** Data to process follows **

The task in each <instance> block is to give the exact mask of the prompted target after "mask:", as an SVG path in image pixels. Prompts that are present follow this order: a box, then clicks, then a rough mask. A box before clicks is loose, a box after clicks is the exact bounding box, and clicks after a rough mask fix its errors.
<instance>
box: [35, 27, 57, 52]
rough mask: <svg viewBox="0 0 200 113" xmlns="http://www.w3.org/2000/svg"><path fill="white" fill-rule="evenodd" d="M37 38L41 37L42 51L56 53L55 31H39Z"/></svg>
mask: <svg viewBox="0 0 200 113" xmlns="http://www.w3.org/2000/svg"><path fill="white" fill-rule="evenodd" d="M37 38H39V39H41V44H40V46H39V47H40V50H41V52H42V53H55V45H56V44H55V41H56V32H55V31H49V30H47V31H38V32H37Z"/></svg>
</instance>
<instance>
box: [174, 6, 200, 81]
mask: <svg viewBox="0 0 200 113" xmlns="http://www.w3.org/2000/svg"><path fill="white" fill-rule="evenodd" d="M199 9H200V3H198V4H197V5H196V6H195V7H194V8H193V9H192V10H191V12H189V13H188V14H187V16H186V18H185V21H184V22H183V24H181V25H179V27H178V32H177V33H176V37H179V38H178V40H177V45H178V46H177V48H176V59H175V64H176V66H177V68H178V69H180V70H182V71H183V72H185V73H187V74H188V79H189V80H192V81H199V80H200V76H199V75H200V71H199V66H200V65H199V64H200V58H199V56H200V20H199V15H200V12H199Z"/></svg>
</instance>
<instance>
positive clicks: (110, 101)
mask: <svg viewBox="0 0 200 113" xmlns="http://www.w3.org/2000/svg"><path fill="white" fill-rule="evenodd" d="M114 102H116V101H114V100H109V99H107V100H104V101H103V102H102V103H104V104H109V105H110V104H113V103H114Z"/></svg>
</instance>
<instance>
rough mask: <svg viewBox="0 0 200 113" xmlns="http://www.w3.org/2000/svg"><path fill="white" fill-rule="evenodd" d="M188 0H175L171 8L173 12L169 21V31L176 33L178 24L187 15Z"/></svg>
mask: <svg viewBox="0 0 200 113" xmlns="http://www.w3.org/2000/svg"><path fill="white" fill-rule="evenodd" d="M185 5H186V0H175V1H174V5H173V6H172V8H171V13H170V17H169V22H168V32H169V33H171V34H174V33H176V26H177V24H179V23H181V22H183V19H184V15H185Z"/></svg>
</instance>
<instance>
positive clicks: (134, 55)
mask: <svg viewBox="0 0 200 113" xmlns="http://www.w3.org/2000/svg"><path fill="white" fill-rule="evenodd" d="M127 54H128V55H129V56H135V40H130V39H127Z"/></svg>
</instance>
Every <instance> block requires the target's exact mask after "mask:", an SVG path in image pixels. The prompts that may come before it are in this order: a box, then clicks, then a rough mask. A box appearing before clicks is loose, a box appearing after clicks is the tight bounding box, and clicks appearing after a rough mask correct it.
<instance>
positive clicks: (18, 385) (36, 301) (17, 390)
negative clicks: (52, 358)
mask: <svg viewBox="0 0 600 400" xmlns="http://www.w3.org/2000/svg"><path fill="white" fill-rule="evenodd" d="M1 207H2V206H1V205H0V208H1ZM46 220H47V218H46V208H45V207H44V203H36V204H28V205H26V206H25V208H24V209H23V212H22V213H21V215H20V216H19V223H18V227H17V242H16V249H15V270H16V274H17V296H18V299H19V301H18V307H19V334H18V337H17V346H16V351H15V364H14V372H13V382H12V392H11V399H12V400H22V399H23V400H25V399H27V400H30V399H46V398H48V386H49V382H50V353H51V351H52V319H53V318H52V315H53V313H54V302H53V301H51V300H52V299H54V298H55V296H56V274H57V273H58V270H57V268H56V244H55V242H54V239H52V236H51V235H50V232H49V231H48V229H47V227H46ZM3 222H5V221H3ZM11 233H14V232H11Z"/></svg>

** End of Data to process **

Work to complete —
Your job is to copy out every line from the records above that has the word "before".

Written solution —
The task in each <instance> block is to give the exact mask of the prompted target after "mask:", as an SVG path in image pixels. Prompts that are present follow this order: a box, then clicks, then a rough mask. A box before clicks is loose, a box after clicks is the exact bounding box, and clicks after a rough mask fix its errors.
Every <instance> block requires the target's exact mask after "mask:", an SVG path in image pixels. The prompts that may come before it are in this order: a box, then clicks, then a rough mask. A box appearing before clicks is loose, a box appearing after clicks is the tight bounding box, and clicks appearing after a rough mask correct it.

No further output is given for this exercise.